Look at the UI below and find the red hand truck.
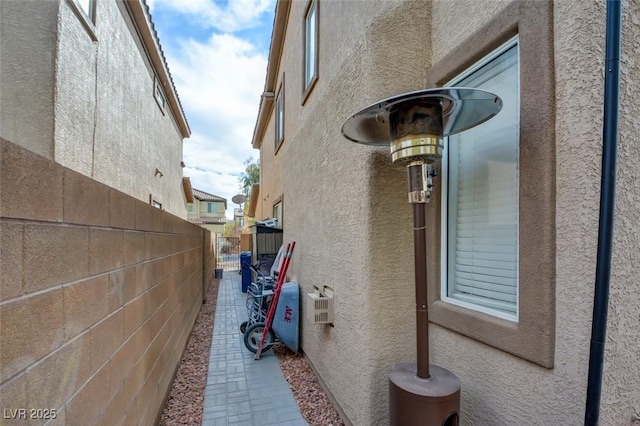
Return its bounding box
[253,241,296,360]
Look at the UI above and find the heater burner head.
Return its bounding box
[342,87,502,145]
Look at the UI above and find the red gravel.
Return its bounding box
[160,280,344,426]
[274,345,344,426]
[160,279,220,426]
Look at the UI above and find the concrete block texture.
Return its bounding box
[0,138,63,222]
[0,141,212,425]
[0,289,64,382]
[0,222,24,300]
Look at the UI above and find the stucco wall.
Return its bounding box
[0,0,186,218]
[261,0,640,425]
[0,140,215,425]
[424,2,640,425]
[0,0,58,158]
[260,1,429,425]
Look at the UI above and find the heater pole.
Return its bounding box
[413,203,430,379]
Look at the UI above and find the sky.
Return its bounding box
[146,0,275,219]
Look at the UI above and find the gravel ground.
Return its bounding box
[160,280,344,426]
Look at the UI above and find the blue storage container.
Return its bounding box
[240,251,251,293]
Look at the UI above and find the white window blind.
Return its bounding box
[442,39,520,319]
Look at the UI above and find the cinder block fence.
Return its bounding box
[0,140,215,425]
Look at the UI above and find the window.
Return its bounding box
[302,0,318,104]
[427,1,556,368]
[76,0,95,18]
[442,37,520,320]
[273,201,283,229]
[275,80,284,152]
[207,203,218,213]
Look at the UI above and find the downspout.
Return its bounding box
[584,0,622,426]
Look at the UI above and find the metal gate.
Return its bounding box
[216,237,240,271]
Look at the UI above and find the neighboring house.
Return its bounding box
[250,0,640,425]
[0,0,190,218]
[187,188,227,237]
[233,208,244,229]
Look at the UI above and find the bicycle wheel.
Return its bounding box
[244,322,276,354]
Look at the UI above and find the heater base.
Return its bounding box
[389,363,460,426]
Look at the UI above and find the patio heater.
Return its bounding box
[342,87,502,426]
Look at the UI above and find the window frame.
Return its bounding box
[271,196,284,229]
[274,74,285,154]
[302,0,320,105]
[440,35,520,322]
[427,0,556,368]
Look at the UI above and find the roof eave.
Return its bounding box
[124,0,191,138]
[251,0,291,149]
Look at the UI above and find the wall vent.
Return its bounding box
[306,287,333,324]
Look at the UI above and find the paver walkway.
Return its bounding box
[202,271,307,426]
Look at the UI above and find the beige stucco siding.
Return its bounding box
[424,2,640,425]
[0,0,188,218]
[56,2,186,218]
[278,2,429,425]
[257,0,640,426]
[602,1,640,424]
[0,0,58,159]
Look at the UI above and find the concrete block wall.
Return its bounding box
[0,140,215,425]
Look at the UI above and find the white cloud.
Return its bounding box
[147,0,275,32]
[167,34,267,217]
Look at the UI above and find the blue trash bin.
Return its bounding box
[240,251,251,293]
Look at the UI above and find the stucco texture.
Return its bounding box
[0,0,58,159]
[261,0,640,425]
[0,0,186,218]
[276,2,429,425]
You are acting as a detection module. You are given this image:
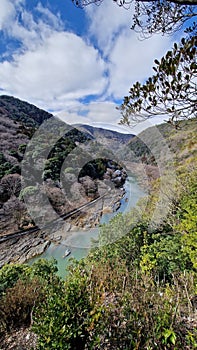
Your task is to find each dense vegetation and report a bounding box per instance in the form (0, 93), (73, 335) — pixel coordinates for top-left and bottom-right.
(0, 120), (197, 350)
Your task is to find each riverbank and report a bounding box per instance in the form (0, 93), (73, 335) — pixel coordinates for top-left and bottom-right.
(0, 182), (125, 267)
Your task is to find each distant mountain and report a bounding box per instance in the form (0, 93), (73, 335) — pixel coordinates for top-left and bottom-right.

++++++++++++++++++++

| Request |
Please echo the items above word for word, from the line containing "Look at the UI above and find the concrete block texture." through the line containing "[146,0,275,219]", inclusive.

| Written response |
Look at the UI above and find the concrete block texture.
Return its bounding box
[0,138,63,222]
[0,141,212,425]
[0,289,64,382]
[0,222,24,300]
Look at the UI above and find the stucco wall.
Return its bounding box
[0,0,186,218]
[261,0,640,425]
[0,140,215,425]
[424,2,640,425]
[0,0,58,158]
[260,1,429,425]
Look at the UI above and find the heater pole.
Return its bounding box
[413,203,430,379]
Look at the UI above and find the sky.
Return its bounding box
[146,0,275,219]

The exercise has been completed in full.